(Records excerpted from a collection)
--- Start ---

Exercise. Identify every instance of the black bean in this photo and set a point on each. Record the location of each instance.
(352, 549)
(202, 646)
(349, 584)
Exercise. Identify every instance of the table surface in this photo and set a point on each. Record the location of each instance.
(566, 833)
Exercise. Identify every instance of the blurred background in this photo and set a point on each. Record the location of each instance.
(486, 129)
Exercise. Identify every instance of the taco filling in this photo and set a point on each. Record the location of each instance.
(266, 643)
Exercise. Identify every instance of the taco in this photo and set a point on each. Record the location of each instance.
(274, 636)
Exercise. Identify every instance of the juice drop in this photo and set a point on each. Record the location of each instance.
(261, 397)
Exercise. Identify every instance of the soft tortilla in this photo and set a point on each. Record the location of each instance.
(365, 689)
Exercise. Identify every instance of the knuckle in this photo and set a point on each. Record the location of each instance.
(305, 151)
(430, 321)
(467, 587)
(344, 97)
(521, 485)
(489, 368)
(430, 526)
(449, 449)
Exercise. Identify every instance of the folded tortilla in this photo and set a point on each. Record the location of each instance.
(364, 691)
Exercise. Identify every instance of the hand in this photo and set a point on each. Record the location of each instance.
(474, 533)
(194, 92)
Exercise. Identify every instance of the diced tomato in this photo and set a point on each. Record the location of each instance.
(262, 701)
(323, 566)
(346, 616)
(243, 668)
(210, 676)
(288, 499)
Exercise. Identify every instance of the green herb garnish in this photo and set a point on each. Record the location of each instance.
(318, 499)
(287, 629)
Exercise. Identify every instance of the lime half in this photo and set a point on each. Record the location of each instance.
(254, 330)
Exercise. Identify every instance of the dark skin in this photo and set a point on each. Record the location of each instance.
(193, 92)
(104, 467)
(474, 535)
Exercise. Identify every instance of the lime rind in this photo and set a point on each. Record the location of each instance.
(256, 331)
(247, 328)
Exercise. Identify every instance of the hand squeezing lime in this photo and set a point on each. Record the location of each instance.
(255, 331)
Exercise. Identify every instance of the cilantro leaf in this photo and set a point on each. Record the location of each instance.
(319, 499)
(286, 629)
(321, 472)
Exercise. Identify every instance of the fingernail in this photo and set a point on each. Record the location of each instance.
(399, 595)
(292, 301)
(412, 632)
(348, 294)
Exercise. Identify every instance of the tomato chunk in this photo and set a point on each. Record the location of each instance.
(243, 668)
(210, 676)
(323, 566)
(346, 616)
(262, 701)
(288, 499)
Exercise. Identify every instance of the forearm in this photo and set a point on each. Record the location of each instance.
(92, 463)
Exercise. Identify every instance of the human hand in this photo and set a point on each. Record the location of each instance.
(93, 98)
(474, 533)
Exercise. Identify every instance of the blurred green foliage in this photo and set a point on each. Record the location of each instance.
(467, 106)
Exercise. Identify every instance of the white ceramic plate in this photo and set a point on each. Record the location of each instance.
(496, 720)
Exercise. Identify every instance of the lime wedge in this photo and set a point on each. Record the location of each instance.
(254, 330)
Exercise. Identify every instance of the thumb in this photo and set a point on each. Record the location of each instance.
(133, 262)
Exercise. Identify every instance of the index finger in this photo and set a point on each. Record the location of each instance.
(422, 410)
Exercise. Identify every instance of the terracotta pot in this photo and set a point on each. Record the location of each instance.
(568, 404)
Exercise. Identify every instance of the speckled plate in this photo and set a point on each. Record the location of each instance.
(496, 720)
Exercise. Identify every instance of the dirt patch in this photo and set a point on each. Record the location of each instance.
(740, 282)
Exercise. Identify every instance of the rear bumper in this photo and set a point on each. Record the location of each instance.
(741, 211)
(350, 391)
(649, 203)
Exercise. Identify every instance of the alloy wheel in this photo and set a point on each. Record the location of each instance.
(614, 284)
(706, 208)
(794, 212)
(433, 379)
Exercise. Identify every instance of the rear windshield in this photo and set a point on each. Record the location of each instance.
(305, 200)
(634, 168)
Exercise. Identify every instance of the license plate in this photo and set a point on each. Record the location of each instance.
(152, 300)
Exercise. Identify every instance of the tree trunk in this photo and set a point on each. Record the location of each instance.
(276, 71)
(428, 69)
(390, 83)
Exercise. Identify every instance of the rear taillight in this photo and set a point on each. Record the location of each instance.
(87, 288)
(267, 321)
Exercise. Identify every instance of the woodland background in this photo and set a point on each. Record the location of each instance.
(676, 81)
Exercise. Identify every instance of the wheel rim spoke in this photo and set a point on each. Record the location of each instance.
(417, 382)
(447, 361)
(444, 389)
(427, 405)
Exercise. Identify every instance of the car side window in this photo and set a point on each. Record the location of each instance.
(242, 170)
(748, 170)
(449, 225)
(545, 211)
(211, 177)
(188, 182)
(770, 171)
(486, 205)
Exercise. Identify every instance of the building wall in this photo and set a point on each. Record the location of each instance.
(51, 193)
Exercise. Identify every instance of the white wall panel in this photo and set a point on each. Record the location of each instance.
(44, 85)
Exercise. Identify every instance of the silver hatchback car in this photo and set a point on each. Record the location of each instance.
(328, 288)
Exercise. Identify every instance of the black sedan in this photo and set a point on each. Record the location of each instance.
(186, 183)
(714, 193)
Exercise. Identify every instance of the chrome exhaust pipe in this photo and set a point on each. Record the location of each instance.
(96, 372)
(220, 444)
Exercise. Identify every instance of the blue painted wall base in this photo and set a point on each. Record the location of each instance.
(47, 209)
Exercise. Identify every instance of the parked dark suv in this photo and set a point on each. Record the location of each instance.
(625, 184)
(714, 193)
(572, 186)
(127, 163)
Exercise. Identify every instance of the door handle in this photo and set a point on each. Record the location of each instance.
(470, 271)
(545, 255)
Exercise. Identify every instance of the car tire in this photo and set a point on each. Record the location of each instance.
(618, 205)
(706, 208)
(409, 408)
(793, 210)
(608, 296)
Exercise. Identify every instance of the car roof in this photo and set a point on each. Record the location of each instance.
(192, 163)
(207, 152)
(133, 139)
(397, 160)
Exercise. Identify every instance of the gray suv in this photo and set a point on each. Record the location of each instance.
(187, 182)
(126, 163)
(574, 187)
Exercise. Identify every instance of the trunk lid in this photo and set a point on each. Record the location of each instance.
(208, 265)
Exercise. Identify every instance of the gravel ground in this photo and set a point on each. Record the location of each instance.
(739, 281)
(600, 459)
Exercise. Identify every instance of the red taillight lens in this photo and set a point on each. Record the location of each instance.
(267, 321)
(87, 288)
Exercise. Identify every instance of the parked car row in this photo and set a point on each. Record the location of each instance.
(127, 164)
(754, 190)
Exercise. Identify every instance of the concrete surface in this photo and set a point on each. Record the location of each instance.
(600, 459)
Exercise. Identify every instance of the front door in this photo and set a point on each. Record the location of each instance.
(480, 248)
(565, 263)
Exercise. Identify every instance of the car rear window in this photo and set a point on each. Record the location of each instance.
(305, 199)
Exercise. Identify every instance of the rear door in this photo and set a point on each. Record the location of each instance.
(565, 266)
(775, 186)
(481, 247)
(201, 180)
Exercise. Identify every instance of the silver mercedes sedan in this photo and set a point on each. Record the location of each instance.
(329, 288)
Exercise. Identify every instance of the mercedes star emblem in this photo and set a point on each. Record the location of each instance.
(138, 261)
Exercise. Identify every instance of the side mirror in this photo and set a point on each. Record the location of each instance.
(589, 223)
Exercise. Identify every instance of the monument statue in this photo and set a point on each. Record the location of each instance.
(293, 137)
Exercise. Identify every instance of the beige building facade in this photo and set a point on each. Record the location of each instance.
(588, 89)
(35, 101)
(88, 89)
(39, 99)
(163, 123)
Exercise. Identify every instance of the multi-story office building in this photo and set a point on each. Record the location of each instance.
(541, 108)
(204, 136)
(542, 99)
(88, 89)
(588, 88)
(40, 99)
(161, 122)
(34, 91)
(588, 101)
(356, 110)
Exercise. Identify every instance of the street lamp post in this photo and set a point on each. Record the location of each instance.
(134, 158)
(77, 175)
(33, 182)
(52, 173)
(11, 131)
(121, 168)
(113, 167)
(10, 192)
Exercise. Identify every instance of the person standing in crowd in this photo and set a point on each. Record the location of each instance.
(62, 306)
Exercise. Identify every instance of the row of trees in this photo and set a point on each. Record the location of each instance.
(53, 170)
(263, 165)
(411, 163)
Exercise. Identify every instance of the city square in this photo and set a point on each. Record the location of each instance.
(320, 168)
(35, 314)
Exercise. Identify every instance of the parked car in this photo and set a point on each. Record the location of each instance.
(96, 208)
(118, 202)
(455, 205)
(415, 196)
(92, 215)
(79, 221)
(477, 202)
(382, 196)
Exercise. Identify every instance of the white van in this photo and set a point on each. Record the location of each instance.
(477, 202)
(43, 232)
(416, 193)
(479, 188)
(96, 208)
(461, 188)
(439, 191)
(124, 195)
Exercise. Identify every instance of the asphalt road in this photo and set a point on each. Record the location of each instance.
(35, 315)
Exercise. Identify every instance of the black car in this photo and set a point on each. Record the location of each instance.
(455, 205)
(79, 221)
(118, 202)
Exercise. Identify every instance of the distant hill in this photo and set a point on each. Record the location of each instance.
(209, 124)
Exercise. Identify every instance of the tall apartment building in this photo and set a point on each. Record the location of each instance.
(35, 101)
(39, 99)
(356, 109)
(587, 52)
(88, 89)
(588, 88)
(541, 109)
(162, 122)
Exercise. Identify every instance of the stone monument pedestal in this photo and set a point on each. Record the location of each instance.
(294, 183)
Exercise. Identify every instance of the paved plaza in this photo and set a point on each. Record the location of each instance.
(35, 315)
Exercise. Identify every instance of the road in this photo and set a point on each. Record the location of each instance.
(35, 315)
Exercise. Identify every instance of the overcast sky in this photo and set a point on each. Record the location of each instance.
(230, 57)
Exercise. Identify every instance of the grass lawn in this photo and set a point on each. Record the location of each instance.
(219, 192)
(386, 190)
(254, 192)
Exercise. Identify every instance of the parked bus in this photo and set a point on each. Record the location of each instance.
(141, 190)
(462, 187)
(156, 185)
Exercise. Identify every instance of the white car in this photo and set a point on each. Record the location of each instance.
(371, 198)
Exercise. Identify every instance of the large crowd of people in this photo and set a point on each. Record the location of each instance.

--- End ---

CHALLENGE:
Print exactly the lines from the one with "Exercise. Identify every instance of the black car" through the end of the data, inclusive.

WORKED ANSWER:
Exercise. Identify every instance of the black car in this photo and set a point on each. Record the location of each instance.
(455, 205)
(79, 221)
(118, 202)
Exercise. Identify every instance of the distant hill in this photo and set a point on each. Record the location of each instance.
(209, 124)
Exercise. Identify every instance of the tall apartment building in this photo and set a point on each. Record the location of each instance.
(35, 101)
(39, 99)
(356, 109)
(587, 52)
(88, 89)
(588, 88)
(541, 109)
(162, 122)
Exercise. Identify every instance of the stone monument pedestal in this photo and set a point on each. Record the location of each instance.
(294, 183)
Exercise. Identify every instance of the paved plaza in this photo and set a point on each. Record the location of each instance.
(35, 315)
Exercise. Identify every instance of the road in this photo and set a point on each. Record the location of each instance.
(35, 315)
Exercise. Identify every instance of the overcast sky in this photo and set a point on each. Record the location of each instance.
(230, 57)
Exercise. Identify every instance of the grass lawn in this photo and set a point on each. Record the location of each instance.
(219, 192)
(386, 190)
(254, 192)
Exercise. Identify every instance of the parked bus in this photo and set a point on each. Record the location of each instance.
(141, 190)
(462, 187)
(156, 185)
Exercise. Identify every instance of the white car in this photo and set a point on each. Record the location of each instance.
(371, 198)
Exercise. Identify every instance of the large crowd of people in this photo and set a point on each. Record the location of each instance.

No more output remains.